What is needed: Rewrite only the records below from the line with "Each instance of the toyota" to the line with "[(505, 320)]", both lines included, keeping the requests as they are. Scale every pixel coordinate in the answers by 0.9, rounding to whole numbers with halves rounded up.

Provided records:
* * *
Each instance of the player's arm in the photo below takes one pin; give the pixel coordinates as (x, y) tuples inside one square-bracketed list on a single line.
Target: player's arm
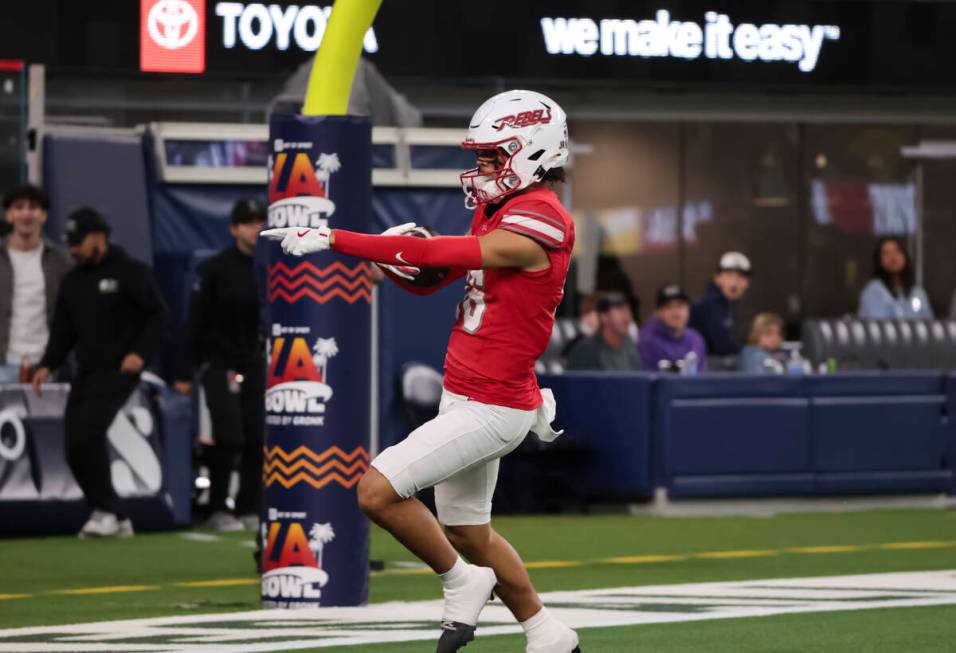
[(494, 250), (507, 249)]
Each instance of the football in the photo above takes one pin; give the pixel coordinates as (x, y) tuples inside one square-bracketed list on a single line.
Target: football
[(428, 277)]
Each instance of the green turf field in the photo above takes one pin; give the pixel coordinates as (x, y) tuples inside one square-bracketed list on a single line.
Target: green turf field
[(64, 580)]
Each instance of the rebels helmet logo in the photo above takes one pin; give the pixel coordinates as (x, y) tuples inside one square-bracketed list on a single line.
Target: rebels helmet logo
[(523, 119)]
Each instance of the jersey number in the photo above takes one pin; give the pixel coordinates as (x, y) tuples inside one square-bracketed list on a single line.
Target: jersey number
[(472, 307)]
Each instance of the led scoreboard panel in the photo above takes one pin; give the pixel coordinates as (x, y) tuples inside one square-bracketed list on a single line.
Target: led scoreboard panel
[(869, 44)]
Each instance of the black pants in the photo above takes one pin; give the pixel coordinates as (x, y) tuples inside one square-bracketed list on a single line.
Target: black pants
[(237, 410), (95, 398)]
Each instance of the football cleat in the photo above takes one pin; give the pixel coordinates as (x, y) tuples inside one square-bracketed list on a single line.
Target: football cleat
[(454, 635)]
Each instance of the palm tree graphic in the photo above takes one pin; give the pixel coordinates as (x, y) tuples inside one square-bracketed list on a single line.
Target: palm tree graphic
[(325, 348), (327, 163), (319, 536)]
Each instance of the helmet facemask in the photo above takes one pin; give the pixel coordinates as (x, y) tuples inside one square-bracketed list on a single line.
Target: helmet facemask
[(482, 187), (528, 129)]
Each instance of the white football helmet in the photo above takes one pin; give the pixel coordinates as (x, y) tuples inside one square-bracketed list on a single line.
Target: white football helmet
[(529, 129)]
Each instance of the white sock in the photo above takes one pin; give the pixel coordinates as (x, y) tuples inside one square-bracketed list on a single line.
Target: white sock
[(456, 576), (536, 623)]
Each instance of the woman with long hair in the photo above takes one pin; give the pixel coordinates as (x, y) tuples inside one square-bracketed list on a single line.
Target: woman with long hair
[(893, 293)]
* * *
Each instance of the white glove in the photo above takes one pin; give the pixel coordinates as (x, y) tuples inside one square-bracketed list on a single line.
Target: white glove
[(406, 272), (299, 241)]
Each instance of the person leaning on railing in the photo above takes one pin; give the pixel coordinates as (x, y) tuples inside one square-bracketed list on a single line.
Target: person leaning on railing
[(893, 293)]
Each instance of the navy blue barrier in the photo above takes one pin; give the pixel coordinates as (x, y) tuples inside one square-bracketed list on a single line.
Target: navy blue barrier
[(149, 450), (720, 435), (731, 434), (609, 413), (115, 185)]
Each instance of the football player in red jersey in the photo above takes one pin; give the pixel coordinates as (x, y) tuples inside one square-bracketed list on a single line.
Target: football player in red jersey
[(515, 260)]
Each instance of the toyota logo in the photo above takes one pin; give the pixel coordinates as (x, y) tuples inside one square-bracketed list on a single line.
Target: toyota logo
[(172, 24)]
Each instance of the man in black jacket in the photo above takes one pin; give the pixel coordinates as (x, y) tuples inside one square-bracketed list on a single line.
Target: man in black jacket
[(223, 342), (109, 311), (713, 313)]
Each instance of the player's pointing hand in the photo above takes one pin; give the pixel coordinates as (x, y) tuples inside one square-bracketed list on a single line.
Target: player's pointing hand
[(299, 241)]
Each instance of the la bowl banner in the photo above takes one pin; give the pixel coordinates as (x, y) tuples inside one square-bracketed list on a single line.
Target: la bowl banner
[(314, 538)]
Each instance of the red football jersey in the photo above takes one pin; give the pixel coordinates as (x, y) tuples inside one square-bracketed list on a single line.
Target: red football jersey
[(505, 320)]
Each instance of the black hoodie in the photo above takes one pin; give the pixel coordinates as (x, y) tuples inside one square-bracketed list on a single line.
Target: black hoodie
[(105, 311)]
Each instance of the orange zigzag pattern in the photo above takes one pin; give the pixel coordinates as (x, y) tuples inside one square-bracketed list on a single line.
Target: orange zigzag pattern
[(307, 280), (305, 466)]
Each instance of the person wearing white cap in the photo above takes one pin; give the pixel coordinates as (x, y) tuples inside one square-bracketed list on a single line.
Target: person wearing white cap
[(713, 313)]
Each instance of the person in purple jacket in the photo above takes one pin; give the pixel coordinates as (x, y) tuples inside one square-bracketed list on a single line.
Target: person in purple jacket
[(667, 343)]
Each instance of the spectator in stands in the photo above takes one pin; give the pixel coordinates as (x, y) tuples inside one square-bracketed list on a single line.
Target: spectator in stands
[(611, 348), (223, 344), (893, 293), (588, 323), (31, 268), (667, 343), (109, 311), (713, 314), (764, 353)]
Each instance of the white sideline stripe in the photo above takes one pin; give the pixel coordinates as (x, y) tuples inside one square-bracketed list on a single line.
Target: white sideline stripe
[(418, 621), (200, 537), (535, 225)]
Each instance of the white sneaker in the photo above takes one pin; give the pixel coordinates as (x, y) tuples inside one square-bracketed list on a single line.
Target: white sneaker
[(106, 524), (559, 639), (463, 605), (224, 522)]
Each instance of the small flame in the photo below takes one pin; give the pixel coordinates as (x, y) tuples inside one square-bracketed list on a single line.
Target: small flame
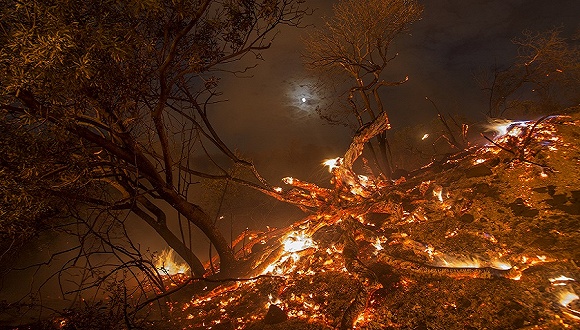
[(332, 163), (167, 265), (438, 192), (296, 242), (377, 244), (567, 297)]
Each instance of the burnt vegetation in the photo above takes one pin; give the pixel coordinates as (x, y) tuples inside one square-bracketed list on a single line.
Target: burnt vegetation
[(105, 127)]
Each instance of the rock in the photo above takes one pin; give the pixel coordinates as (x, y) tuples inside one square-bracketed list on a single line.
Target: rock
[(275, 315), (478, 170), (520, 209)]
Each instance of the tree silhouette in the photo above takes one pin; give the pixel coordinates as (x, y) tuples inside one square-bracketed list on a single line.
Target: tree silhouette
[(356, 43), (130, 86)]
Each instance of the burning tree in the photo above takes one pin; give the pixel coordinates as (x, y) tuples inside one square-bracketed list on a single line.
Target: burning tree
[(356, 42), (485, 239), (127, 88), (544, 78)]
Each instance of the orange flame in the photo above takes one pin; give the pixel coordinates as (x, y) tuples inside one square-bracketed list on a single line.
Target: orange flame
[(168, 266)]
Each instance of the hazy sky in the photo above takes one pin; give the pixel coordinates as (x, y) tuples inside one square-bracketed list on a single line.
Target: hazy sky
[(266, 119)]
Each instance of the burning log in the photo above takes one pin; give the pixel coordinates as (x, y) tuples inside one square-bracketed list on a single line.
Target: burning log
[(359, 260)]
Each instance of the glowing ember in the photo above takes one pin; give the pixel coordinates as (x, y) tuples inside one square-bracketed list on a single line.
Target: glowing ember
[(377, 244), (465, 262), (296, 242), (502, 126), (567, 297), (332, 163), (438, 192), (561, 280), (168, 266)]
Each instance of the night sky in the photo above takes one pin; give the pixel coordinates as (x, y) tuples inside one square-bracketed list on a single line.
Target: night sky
* * *
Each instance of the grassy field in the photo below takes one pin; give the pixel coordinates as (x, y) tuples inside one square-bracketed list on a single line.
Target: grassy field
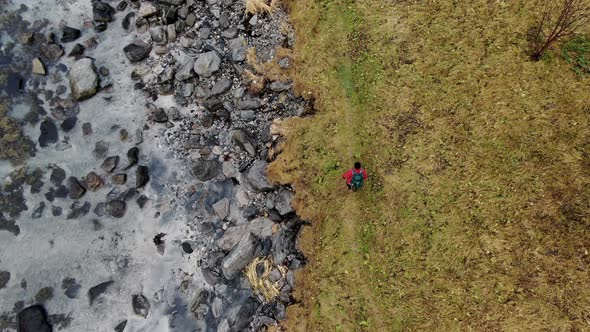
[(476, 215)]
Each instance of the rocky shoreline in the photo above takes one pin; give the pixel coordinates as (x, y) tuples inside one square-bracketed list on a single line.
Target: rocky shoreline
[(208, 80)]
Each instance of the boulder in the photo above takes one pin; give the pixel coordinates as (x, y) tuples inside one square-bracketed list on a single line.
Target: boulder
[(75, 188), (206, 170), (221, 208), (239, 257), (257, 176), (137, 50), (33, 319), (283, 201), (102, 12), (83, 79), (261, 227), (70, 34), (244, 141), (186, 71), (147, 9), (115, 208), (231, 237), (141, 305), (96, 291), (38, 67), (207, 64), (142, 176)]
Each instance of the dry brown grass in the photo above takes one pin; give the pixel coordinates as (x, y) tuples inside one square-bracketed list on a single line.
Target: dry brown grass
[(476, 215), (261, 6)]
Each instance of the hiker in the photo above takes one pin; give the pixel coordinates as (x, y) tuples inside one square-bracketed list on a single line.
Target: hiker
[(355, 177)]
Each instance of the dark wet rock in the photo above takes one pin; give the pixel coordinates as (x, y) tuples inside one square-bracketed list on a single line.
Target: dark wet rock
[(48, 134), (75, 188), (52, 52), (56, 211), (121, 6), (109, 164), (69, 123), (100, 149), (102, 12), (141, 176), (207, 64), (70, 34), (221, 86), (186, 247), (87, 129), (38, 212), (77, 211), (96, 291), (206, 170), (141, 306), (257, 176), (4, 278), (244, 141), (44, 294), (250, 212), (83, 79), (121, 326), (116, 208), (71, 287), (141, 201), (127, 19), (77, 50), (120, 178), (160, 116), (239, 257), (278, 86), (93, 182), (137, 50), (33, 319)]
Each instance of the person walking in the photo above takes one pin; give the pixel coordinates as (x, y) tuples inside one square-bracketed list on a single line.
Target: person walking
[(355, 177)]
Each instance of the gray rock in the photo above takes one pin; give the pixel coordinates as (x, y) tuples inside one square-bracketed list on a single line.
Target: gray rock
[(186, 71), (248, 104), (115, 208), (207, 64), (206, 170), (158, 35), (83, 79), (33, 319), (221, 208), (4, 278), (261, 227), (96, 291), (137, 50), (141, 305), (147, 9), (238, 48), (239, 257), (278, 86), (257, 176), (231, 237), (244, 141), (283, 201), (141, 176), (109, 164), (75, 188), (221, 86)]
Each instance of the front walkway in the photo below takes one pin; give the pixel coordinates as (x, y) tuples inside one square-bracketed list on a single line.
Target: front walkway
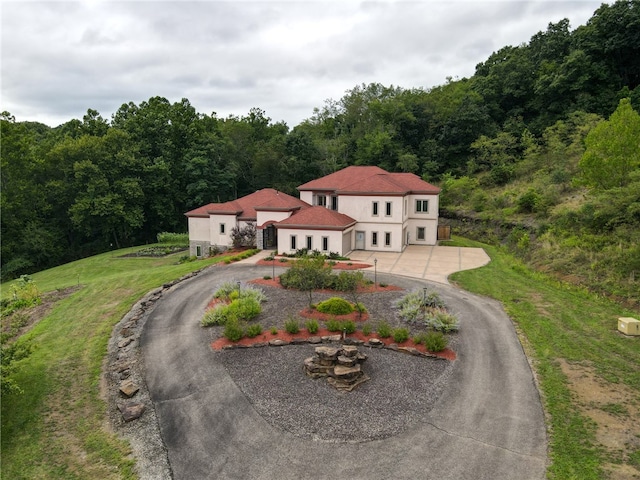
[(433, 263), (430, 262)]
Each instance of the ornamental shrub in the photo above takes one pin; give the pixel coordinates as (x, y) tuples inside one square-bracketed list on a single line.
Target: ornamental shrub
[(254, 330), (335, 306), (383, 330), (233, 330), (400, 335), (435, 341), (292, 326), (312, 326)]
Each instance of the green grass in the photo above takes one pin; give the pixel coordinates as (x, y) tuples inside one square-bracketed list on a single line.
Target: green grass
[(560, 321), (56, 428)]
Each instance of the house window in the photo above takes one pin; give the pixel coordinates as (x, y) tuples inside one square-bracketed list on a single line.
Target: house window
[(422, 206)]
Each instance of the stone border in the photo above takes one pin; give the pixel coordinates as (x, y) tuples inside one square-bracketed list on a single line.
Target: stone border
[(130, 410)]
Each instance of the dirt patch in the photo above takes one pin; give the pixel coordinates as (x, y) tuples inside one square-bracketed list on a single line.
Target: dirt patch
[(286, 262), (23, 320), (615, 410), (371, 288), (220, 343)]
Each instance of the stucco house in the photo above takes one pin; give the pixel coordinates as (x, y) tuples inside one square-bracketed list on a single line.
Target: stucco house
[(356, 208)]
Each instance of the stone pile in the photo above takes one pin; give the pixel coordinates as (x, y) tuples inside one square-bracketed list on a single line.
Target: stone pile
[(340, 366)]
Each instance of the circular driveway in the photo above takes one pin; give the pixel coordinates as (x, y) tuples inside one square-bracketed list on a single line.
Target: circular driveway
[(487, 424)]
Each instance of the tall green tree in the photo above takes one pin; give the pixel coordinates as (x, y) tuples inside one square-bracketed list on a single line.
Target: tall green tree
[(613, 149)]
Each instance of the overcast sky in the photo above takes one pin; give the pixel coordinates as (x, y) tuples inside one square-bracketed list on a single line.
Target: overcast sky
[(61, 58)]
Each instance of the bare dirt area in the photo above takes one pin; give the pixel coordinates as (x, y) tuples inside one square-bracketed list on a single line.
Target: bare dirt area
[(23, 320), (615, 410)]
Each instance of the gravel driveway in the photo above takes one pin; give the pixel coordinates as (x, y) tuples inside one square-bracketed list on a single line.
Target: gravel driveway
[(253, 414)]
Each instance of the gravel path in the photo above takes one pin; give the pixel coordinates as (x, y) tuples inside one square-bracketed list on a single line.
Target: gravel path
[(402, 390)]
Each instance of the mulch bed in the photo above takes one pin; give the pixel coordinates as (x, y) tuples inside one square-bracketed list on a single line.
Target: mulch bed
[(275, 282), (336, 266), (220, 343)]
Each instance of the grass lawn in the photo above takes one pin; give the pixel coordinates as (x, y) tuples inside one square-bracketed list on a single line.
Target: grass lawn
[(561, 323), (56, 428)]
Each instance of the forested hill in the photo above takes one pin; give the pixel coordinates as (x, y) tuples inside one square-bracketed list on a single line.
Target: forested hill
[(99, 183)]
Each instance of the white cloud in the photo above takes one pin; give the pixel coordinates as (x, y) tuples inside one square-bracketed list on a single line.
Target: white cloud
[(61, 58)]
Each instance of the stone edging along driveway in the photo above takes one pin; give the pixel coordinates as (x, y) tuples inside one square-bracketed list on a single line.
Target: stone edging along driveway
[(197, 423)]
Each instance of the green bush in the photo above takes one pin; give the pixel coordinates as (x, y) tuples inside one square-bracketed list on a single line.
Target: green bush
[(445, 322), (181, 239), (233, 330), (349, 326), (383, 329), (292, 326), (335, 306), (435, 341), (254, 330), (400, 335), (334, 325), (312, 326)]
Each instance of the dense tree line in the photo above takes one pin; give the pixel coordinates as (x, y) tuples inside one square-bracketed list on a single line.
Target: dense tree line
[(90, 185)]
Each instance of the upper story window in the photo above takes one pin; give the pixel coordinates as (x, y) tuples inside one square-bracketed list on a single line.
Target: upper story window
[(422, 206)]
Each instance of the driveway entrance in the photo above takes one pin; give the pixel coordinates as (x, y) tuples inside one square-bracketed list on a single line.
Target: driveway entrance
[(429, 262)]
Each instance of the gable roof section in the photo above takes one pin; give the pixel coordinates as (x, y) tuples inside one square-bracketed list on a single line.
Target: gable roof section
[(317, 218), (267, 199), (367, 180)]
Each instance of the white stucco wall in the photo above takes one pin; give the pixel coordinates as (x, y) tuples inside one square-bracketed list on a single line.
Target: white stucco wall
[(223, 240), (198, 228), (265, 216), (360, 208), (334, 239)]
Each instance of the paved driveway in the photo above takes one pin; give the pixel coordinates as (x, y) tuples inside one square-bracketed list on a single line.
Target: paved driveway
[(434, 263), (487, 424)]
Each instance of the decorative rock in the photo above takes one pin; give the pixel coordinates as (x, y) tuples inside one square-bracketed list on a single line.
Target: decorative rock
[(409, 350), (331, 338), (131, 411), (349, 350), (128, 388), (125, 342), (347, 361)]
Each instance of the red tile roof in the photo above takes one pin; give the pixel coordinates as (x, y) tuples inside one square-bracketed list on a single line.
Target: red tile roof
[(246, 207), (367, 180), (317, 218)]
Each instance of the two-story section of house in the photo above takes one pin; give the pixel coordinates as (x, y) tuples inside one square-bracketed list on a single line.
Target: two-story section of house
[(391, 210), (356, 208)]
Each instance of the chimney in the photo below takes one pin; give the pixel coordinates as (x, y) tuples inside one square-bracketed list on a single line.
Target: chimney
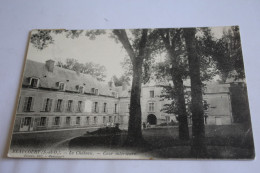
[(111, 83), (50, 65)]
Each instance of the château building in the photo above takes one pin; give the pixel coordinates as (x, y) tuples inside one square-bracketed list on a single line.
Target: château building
* * *
Answer for this exercise:
Each instance of the toyota logo in the photo above takes one pin; give the pixel coordinates as (x, y) tuples inside one square-bracketed list on a single line.
Target: toyota logo
[(155, 22)]
Each instance of the man in black jacket in the photo above takes one pin; give the pixel coordinates as (x, y) tuples inside one square-bracketed list on a single line.
Target: man in black jacket
[(201, 308), (98, 280), (642, 282)]
Each instance of the player's pointing hand in the photo above takes one pin; give the pixel coordinates as (x, y) tuples inside one square-bracketed list on a single line.
Target: player's pointing hand
[(269, 217)]
Each instance of the la bowl banner in the photo above takes one pin; give the pixel coordinates as (x, y) tuples inside one square-bracketed list on a single line.
Target: la bowl banner
[(283, 484)]
Each instance of the red football jersey in the photo above takes one pin; give the pixel coordinates as (x, y) tuples inside one square-bracketed list on a single line.
Target: red football jersey
[(455, 288)]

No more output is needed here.